* [What you have to do]:
All the records below must be returned exactly as they stand.

===

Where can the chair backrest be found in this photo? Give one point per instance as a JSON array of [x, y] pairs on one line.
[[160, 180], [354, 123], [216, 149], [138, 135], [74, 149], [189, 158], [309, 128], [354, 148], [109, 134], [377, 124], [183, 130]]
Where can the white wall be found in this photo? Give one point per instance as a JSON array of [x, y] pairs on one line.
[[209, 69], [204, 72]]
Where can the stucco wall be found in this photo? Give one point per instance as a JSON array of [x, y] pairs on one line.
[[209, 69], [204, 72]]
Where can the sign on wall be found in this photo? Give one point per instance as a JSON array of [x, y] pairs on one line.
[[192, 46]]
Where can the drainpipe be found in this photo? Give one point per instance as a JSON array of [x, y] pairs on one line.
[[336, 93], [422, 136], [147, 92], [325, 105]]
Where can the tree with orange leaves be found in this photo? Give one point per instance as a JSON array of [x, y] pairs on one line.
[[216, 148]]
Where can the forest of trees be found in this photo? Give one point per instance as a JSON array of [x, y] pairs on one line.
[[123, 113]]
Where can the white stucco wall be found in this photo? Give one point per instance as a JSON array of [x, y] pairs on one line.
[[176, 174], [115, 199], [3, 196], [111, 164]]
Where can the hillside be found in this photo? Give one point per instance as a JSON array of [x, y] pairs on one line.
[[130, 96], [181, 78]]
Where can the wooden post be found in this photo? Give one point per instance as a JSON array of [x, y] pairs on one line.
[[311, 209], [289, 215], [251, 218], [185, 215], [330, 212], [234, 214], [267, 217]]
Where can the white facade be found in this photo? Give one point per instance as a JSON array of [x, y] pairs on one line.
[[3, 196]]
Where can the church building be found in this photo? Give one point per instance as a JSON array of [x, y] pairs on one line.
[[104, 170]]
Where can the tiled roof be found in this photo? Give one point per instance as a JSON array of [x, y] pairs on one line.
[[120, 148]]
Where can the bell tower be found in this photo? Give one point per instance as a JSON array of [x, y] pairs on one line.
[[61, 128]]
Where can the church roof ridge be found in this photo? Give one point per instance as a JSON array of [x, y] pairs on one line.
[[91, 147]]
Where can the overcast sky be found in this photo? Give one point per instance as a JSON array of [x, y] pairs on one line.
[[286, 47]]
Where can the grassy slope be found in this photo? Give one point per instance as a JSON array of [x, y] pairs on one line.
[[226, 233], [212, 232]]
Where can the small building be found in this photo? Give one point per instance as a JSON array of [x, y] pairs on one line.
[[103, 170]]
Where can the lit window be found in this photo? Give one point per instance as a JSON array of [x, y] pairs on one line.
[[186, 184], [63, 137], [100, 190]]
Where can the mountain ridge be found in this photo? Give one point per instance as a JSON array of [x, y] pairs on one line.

===

* [Task result]:
Where can the chair backrest be found in this photo? Give one point per instance as a JSON array of [x, y] pairs on one line.
[[160, 180], [354, 123], [216, 149], [138, 135], [74, 149], [189, 158], [309, 128], [354, 148], [109, 134], [377, 124], [183, 130]]
Where can the white wall be found in this photo? Give one point per instance as a JSON array of [x, y] pairs on one line.
[[209, 69], [204, 72]]
Where can the stucco wall be found in this photo? Give one point per instance as a JSON array of [x, y] pairs on one line.
[[209, 69], [204, 72]]
Where can the sign on wall be found in this photo? Give one point per instance as a JSON array of [x, y] pairs on one line.
[[192, 46]]
Where can the drainpipe be found in this photo? Give one point per instance as a JSON array of [x, y] pairs on one line.
[[336, 93], [422, 136], [147, 92], [325, 105]]
Where can the tree with orange leaves be found in this photo? Give one point per instance as a JSON array of [x, y] pairs on one line.
[[216, 148]]
Where can the forest of trees be found in this photo? Give one point per instance as a JSON array of [x, y] pairs on one line.
[[123, 113]]
Where can the white stucco wall be found in this photo? Give one point per instance as a JSON array of [x, y] pairs on one line.
[[176, 174], [115, 199], [3, 196], [111, 164]]
Where can the hillside be found in this photo? Give one point per instance as a JSON array of [x, y] pairs on one line.
[[130, 96], [181, 78]]
Where can the wooden post be found in this photo? Give one point per instance as a JSON array of [x, y] pairs on one line.
[[311, 209], [289, 215], [251, 218], [185, 215], [330, 212], [234, 214], [267, 217]]
Where can the white facade be found in this photo? Give one point per instance as a JSON array of [x, y] pairs on one line.
[[3, 196]]
Where can the church building be found in this photo? Give one point per instance as a JSON array of [x, y] pairs on one line.
[[104, 170]]
Where can the tiled roof be found in this photo? Give one point per instance as a JSON array of [x, y] pairs on one line.
[[120, 148]]
Where can the bell tower be found in this photo? Give one point per instance as a JSON array of [x, y] pairs on one line.
[[61, 128]]
Where can the church roof ridge be found in this photo? Give one point per instance as a JSON array of [x, y] pairs on one line.
[[91, 147]]
Where can the overcast sky be found in this photo? Give one point per instance as a JSON array of [x, y] pairs on one line.
[[286, 47]]
Where can the grassy slope be found in this photo? Give one point per instance as a JSON array of [x, y] pairs on one line.
[[226, 233], [212, 232]]
Where can the small building be found in this photo? Give one point per instance as a JSON array of [x, y] pairs on one line.
[[103, 170]]
Where can the lit window be found in this photo? Give one point per instance as a JSON array of [x, y] pairs on one line.
[[186, 184], [63, 137], [100, 190]]
Where can the mountain ridge be found in this photo? Give one point per instance as a JSON array of [x, y] pairs on one line.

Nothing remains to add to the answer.